## DOCUMENT EXCERPT
§ §

The lack of training and protocol exercised on behalf of law enforcement made the incident a jarring, traumatizing experience for Chaney, adding to her severe anxiety intensifying after such a volatile domestic incident.  

“It’s not just a training issue, it’s that police officers are not the right people for this challenge.  We don’t send letter carriers to put out fires, and the same thing is here.  We need to have the right government employee handling the right type of problem, and in the context of mental health, that’s just not police officers,” Perloff explains. 

A Reformed Approach to Addressing Mental Health Crises 

The overwhelming dangers of mishandling residents facing mental health illness has become the steam behind advocacy geared toward creating an effective District mental health crisis response system, and the Substance Abuse and Mental Health Services Administration (SAMSAH).

The suggested crisis response to mental health outbreaks across the city includes: having someone to talk to, primarily being a crisis call center, to identify calls for someone to be dispatched to the scene, and provide in-person services.  Similarly, there’s a  need for someone to respond, such as mental health professionals who can go to the scene and provide care.  Lastly, people suffering from mental health illness often need a place to go where they can have a calm and quiet space to recover, especially for those who are displaced.  

Despite the District having crisis call centers, the problem lies in these services being grossly underfunded and understaffed with limited services, sometimes having several hour-long wait times for professionals to show up to the scene.  Oftentimes, residents call 911 as a first call for help, however, emergency dispatch centers do not have the proper training or even the authority to dispatch many calls to the centers that do exist.  

“[Overall], the police shouldn’t be handling mental health issues.  We need mental health professionals, domestic violence professionals, and people who are experts in those fields to show up in those situations and will know how to handle them.  The police have a different job,” said Chaney.

§ §

## SET EXERCISE 1
In the excerpt on mental health crisis response, what do emergency dispatch centers lack that keeps them from sending many calls to the existing crisis centers?
## SET EXERCISE 2
What are all the parts of the suggested citywide crisis response described in the excerpt on mental health crisis response?

§ §

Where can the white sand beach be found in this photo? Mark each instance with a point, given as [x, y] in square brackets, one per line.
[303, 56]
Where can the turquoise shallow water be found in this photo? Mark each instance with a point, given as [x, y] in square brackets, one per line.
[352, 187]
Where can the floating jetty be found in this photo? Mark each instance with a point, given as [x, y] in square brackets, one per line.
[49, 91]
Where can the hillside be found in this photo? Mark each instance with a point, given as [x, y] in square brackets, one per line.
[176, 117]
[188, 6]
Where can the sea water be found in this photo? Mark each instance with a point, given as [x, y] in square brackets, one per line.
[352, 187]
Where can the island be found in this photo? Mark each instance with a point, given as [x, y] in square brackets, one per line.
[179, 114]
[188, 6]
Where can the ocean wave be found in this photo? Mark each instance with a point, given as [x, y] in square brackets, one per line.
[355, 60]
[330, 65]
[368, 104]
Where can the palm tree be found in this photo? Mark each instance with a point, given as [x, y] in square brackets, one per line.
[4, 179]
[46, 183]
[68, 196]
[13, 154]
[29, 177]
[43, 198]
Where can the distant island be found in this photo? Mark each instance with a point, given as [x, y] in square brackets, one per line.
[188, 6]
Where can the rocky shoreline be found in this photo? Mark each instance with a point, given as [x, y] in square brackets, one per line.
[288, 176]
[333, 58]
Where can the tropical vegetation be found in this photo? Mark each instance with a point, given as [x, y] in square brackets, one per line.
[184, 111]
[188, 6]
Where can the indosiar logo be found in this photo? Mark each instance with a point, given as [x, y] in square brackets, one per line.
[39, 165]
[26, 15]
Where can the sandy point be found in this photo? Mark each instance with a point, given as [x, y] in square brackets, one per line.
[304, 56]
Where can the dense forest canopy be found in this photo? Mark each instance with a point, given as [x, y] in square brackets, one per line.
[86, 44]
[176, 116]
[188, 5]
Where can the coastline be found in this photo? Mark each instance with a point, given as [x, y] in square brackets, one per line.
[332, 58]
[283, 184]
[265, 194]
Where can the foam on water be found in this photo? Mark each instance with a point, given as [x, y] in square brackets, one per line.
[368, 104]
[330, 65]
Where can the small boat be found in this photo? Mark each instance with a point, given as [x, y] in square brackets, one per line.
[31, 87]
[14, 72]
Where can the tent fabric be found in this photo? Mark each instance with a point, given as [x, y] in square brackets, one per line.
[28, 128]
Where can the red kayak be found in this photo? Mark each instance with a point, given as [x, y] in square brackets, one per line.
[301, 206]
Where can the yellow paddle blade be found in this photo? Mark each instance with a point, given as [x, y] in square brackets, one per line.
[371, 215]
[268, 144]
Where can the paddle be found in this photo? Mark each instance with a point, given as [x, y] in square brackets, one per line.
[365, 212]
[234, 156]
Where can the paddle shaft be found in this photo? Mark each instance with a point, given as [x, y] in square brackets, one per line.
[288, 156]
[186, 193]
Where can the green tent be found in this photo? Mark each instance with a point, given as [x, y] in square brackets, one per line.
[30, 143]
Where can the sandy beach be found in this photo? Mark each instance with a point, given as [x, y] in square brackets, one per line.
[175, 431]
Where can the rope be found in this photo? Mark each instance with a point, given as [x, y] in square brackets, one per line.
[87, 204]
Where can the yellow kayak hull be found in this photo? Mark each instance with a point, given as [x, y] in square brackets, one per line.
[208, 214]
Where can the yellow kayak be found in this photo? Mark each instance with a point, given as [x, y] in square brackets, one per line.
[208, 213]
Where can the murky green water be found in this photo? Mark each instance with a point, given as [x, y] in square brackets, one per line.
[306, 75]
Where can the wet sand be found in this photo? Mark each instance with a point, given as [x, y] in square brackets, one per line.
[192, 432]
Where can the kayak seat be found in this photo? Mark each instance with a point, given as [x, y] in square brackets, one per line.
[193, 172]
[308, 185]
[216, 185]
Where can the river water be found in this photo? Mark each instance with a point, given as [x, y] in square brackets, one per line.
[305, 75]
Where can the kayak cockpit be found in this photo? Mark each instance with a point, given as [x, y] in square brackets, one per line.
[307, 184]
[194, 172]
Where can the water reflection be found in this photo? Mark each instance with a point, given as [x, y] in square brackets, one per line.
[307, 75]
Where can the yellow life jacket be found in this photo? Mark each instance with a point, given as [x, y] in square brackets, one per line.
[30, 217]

§ §

## FINAL RESULT 1
They lack the proper training, and even the authority, to dispatch many calls to those centers.

## FINAL RESULT 2
- Someone to talk to: mainly a crisis call center that identifies calls needing someone dispatched to the scene and provides in-person services
- Someone to respond: for example, mental health professionals who can go to the scene and provide care
- A place to go: a calm and quiet space where people can recover, especially those who are displaced